■ Work instructions:
Only an exact copy of the entries, stripped of pictures, will serve as the answer.

BEGIN Data in this exercise

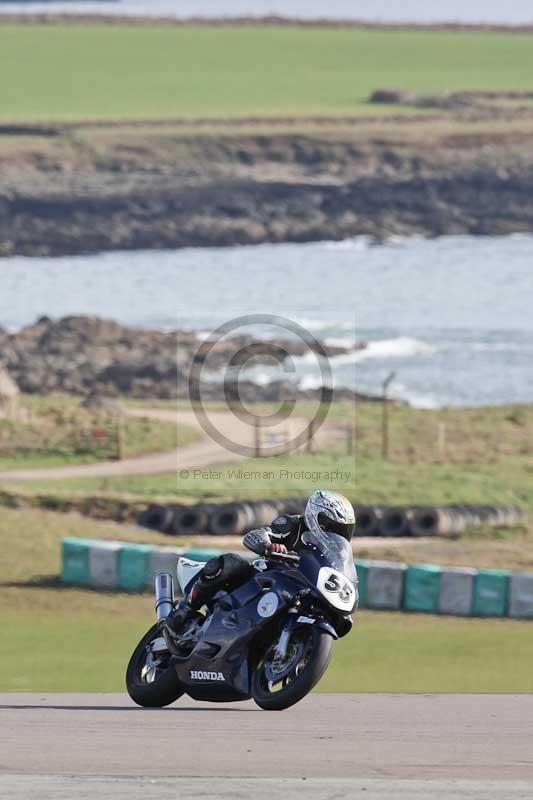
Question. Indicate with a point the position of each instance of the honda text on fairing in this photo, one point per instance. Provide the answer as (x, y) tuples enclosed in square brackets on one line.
[(269, 639)]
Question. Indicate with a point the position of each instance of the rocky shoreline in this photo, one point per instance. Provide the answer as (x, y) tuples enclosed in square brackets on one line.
[(96, 358), (464, 167)]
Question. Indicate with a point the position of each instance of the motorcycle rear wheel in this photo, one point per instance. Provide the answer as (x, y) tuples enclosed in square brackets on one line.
[(312, 648), (151, 690)]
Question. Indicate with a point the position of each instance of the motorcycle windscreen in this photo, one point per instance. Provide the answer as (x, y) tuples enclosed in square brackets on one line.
[(335, 549)]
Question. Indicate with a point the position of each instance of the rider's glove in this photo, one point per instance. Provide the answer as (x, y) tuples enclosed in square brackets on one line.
[(257, 541)]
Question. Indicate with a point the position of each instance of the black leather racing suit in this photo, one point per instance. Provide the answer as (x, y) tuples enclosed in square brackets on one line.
[(228, 571)]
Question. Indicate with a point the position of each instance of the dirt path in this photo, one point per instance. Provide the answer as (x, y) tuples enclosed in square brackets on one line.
[(203, 453)]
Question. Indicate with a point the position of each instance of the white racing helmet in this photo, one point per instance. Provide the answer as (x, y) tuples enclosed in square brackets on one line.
[(330, 512)]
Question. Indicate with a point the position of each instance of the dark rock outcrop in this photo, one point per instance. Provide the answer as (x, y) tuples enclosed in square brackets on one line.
[(92, 357)]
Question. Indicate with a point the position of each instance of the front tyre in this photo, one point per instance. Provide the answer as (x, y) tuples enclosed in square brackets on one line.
[(151, 679), (276, 685)]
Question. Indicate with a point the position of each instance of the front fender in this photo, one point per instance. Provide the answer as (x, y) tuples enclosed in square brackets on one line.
[(317, 622)]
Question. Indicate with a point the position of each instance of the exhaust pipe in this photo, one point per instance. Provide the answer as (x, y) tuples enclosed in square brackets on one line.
[(164, 595)]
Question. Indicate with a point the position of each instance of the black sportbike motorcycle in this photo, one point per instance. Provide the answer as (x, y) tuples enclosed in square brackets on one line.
[(270, 639)]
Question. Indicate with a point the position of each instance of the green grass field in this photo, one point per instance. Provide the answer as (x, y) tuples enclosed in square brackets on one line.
[(61, 639), (95, 71), (45, 650)]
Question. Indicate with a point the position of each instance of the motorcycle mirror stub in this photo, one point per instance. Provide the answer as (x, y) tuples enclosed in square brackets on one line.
[(268, 605), (164, 595)]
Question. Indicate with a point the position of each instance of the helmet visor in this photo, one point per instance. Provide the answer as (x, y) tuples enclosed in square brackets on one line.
[(344, 529)]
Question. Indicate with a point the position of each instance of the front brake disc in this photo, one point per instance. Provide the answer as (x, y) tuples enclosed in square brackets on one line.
[(275, 670)]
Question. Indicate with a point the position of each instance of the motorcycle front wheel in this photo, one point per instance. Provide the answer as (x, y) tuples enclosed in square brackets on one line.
[(278, 685), (151, 680)]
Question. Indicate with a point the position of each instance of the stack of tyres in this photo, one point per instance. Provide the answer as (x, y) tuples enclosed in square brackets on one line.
[(231, 519), (368, 520), (190, 520), (157, 517), (395, 521)]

END Data in this exercise

■ Result of the task:
Question. Indicate with a point the position of each instance of the honda text on fairing in this photo, one point per instance. Provide the answer as (x, y) tuples enclosed in square brackets on one line.
[(269, 639)]
Question. Indicate with a point the position of each instance of the rocky shoreline in this photo, one point per instance. Provide the answer as (x, y) tuples enclosed in square brackets on one line.
[(96, 358), (464, 167)]
Question. Indicate with a point the position of each instance of the motorcycle rear wheel in this photo, one point per instance. Provide the answer as (x, y) tuples enclosed in square brackets on one line.
[(312, 648), (151, 690)]
Question. Indicate with a point the position of each instance of the motorcycle windscreen in this photo, one point per instance. Provide the answer as (x, y) tuples enclosed in square brackets on one line.
[(335, 549)]
Question. Indicate with a point the position of each instance of the rider's glove in this photo, one point per instance. Provide the answer as (x, y) tuples enclosed in square brackets on one line.
[(257, 541)]
Question. Indicate with a point the position of each instance of the black leather racing suit in this photo, one point per instance. Provide the answer as (x, y) tuples enclosed in square brackets on one line.
[(228, 571)]
Question. Indicate with a point the position of each instance of the dirt path in this photo, one point per instance. Provide the answer as (x, y) tuples enclosed in square brackets on one line.
[(203, 453)]
Question. Indicate with a point the position of each instance of the white racing helmet in this photo, one point per instance. Provide the answer as (x, y) tuples enclosed in square brackets on one line.
[(330, 512)]
Question. Indicate with a point the position of each instance of the dark rock outcrop in this photo, one point per instance. Provide the answer as (x, y) tuples enclosed in square brackets on one line.
[(92, 357)]
Question. Indicate with a point the position of each instance of the front tyre in this photo, one point per instance. Provide the answer as (x, y) tuples enclosed in square brackets on one line.
[(151, 679), (276, 685)]
Question. Indicate with a point the position of each instance of the front fender in this photo, one point per instance. Provide the answer as (x, y) tuples enclosed in square brackets on one line.
[(317, 622)]
Question. Indicate with a point the position of each instance of the exhaust pipe in this photo, one point per instance. Provide the answer as (x, y) tuples enclosed in square brackets on one line.
[(164, 595)]
Question. Indicate with a point the position of each instance of the black sportbike motorcycle in this photo, one point per instance. Provide the answer as (x, y) tuples enclosed in square brackets on one line.
[(270, 639)]
Question. Indicate with a point the position of each instance of the green grass field in this photo, one point per instance. Provide the answer as (x, y) tuples enclosed in square brackets on one line.
[(61, 639), (95, 71), (45, 650)]
Question. Indicate with a point the position of each instance of the motorcycle mirror stub in this photo, one point per instance. Provide the answer as (x, y) tuples enclosed in square brackets on one line.
[(268, 605), (164, 595)]
Question. Indicate with a point the position of each instance of the helmet visor in this photo, one point per instance. Provide the answer as (x, y) tuples enclosed in square brackets on one line.
[(344, 529)]
Question. Indicate with a point the position of each instance of the front brake disc in this photo, one point per instance. Provide the answer as (x, y) tuples enclosed in square brackets on one line.
[(275, 670)]
Question. Indicate with a point the position of each instance of the motorcycle front wheel in this photo, one point per instance. Provide the answer as (x, y) tuples enclosed in square brackets on one line.
[(278, 685), (151, 680)]
Question. Indicate with a point the position of each instance of the stack of tyres in this photo, one point per instance. Provide the answer as (x, y) tuples enclosed in square brackets on one line.
[(231, 519), (368, 520), (190, 520), (157, 517), (395, 521)]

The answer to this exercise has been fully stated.